Start of Dataset records

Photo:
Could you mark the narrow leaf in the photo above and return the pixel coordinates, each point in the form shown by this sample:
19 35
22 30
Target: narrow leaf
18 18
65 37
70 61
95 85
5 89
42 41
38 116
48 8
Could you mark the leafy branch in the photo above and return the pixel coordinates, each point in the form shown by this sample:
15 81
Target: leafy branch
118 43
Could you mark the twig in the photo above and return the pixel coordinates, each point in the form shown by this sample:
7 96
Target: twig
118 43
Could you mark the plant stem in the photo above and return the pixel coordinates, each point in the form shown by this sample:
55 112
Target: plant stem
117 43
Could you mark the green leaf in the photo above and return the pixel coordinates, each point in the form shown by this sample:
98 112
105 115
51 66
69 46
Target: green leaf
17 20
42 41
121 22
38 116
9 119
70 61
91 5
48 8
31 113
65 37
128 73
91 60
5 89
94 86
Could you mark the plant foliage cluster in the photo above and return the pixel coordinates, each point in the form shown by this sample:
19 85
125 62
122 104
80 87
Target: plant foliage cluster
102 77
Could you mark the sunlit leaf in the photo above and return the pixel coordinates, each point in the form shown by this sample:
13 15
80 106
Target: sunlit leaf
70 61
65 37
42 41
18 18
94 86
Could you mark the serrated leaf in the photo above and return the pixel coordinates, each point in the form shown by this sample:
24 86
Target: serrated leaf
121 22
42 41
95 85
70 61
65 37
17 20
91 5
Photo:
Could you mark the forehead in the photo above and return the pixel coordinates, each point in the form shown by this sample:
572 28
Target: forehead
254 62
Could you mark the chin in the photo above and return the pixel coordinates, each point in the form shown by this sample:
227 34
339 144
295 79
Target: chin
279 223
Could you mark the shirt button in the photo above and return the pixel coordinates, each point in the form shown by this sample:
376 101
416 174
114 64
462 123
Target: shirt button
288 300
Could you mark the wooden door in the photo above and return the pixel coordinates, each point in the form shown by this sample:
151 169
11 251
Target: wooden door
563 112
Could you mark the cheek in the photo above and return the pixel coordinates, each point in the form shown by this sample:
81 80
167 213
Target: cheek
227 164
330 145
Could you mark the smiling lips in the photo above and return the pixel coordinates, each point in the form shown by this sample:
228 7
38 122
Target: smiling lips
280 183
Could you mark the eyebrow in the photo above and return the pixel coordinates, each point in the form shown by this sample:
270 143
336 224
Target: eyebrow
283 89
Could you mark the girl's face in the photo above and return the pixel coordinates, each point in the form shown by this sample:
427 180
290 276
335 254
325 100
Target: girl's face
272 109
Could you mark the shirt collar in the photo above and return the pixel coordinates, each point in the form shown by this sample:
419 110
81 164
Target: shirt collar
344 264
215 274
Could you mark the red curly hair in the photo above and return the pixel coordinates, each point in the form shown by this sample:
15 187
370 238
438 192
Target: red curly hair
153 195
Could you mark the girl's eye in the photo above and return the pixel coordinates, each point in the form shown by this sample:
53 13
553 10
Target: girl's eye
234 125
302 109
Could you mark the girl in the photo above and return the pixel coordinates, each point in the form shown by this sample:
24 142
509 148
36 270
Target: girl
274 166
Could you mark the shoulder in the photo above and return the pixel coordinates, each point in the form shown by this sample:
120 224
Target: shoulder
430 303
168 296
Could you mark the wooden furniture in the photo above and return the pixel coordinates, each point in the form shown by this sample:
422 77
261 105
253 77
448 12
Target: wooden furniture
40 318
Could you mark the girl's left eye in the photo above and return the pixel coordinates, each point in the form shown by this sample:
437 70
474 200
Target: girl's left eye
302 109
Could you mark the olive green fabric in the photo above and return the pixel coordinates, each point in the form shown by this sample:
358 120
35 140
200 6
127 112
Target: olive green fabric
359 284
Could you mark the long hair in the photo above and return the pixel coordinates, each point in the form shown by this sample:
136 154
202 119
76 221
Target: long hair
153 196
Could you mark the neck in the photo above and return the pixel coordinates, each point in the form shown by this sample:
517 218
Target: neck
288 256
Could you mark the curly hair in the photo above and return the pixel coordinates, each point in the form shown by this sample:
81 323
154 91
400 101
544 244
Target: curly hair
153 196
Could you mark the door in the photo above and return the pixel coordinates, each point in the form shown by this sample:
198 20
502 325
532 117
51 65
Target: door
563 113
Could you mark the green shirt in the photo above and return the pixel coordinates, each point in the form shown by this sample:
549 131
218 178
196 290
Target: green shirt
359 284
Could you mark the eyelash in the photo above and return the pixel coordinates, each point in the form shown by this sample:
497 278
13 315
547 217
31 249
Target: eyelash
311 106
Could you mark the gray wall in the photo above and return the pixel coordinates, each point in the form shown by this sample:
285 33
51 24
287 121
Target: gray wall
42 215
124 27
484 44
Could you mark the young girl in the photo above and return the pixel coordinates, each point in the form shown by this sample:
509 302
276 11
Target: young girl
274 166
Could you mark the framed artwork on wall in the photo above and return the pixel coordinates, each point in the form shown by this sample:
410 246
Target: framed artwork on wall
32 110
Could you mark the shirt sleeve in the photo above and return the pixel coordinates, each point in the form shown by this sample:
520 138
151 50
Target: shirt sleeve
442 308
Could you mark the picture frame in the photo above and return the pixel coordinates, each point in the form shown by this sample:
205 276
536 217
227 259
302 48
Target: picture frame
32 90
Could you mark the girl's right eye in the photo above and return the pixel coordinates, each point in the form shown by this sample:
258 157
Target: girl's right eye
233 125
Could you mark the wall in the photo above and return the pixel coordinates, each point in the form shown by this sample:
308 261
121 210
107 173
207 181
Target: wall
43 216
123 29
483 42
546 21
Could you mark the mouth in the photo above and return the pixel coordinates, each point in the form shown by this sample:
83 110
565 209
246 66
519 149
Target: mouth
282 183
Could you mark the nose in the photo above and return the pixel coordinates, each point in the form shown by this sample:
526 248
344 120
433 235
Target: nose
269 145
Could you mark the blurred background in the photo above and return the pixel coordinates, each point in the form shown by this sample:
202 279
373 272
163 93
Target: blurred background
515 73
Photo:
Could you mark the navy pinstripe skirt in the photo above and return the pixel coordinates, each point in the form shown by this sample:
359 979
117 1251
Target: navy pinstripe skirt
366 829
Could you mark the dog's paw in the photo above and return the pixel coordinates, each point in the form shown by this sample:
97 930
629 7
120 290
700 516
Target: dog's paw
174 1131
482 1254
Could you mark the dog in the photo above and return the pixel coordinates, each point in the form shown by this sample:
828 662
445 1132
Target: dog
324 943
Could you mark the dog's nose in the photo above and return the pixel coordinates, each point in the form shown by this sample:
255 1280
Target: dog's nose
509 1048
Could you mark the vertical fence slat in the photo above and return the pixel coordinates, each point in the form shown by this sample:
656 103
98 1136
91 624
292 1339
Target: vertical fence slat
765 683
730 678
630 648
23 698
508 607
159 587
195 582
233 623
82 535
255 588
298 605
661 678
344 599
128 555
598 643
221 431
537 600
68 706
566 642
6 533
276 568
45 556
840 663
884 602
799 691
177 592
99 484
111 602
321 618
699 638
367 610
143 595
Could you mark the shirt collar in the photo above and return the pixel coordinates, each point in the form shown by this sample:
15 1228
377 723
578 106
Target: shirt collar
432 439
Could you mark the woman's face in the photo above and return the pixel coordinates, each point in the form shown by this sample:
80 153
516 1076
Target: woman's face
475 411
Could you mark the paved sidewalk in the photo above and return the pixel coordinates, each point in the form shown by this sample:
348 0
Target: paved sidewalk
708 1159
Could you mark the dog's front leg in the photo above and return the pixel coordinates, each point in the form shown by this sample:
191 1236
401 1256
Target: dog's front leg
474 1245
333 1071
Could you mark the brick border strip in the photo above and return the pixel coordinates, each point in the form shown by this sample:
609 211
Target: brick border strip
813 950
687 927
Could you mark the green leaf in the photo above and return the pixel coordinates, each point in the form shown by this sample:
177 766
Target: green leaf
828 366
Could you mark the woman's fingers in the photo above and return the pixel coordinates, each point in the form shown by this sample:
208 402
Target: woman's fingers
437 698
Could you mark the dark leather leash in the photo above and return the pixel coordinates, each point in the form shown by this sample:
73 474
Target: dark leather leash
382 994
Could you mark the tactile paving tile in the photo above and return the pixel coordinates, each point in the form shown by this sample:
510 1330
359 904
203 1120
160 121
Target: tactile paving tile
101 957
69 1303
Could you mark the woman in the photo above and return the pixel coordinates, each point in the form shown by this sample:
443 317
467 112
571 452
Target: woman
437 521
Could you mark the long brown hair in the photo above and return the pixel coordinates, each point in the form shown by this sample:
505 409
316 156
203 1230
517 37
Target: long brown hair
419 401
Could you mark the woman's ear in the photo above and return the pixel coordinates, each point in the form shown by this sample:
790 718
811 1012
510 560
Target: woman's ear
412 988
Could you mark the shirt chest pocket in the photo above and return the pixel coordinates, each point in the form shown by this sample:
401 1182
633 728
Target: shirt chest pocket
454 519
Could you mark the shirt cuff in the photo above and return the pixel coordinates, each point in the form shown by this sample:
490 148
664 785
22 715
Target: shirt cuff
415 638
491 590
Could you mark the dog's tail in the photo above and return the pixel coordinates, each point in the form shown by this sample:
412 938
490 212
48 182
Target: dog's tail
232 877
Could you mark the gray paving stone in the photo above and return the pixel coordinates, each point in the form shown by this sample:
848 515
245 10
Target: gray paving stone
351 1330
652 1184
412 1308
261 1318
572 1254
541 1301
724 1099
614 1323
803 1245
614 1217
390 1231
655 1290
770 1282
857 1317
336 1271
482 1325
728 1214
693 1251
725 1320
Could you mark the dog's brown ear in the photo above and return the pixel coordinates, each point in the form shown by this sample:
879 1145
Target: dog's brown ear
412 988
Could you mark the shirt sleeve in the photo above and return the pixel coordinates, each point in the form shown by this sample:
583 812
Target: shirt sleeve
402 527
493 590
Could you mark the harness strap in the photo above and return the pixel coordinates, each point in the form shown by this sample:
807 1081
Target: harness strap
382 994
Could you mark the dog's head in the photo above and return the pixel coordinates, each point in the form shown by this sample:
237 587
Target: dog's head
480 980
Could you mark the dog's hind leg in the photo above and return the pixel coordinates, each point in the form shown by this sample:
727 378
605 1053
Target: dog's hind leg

End of Dataset records

**Directions**
Rescale the line that contains "Could you mark the dog's head" and every line after it through the end of the material, reproducing all of those lines in full. Multiply only the coordinates given as answers by 1.45 and round each to a whole number, with halves rounded up; leave every other number unchanged.

**Answer to this exercise**
Could you mark the dog's head in the photo above and return the pixel coordinates, each point in the form shown by this sample:
237 587
Target: dog's head
696 1421
Could you mark the dog's hind leg in the photo above and return the pixel coordinates, each point in the form shown by this sample:
727 378
605 1053
Target: dog's hind leg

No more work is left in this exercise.